PROBLEM DETAILS ▸ Change every "drop one marker" in the material below to "place one point" and write out all the lines again with nothing else altered.

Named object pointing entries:
==========
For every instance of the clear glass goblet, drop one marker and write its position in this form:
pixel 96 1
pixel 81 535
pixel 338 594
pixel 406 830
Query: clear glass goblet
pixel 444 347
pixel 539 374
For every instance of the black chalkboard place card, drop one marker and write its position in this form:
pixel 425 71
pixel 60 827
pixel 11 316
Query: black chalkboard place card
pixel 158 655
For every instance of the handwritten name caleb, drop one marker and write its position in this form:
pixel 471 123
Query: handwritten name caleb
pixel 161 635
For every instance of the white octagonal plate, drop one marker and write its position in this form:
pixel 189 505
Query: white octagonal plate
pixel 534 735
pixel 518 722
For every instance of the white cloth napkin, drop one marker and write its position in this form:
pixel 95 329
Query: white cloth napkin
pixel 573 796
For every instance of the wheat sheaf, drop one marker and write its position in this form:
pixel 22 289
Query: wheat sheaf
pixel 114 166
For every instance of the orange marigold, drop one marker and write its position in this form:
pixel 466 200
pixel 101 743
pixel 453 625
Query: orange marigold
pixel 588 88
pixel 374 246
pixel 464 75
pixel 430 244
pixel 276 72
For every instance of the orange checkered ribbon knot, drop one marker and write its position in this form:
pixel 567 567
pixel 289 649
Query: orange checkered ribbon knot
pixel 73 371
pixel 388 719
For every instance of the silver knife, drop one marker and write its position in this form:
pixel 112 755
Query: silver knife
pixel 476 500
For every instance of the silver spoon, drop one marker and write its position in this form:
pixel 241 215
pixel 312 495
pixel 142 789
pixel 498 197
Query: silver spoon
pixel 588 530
==========
ANSWER TO THE EXERCISE ▸
For every instance of the clear glass goblet, place one point and write its position in this form:
pixel 96 1
pixel 81 535
pixel 338 594
pixel 406 830
Query: clear glass goblet
pixel 444 347
pixel 539 374
For every instance of the black chalkboard place card, place one point and write its position in this form:
pixel 425 71
pixel 60 827
pixel 11 316
Query: black chalkboard place card
pixel 158 655
For every instance of the handwritten name caleb, place one point and write its position in this form:
pixel 471 123
Query: handwritten name caleb
pixel 161 635
For every instance of the white octagonal plate, place one point and write its position in this form:
pixel 189 505
Query: white octagonal plate
pixel 534 735
pixel 518 722
For every instance of the white cloth napkin, place one point and write its position in this form:
pixel 95 329
Query: white cloth napkin
pixel 573 796
For every instance of the wheat sheaf, place one point and write its position in this form:
pixel 22 289
Query: wheat sheaf
pixel 114 166
For every instance of the orange marigold, place one point and write its position in this form:
pixel 466 200
pixel 101 743
pixel 453 625
Query: orange marigold
pixel 588 88
pixel 374 246
pixel 464 75
pixel 430 244
pixel 276 72
For every instance of the orange checkered ribbon knot, place one point and write its position in this form:
pixel 567 567
pixel 289 649
Query: orange checkered ribbon knot
pixel 73 371
pixel 388 719
For every instance of the silver knife, place one point and write its position in this form:
pixel 112 755
Query: silver knife
pixel 476 500
For every instance of the silver spoon, place one point and write its position in this form:
pixel 241 215
pixel 312 495
pixel 142 789
pixel 498 197
Query: silver spoon
pixel 588 530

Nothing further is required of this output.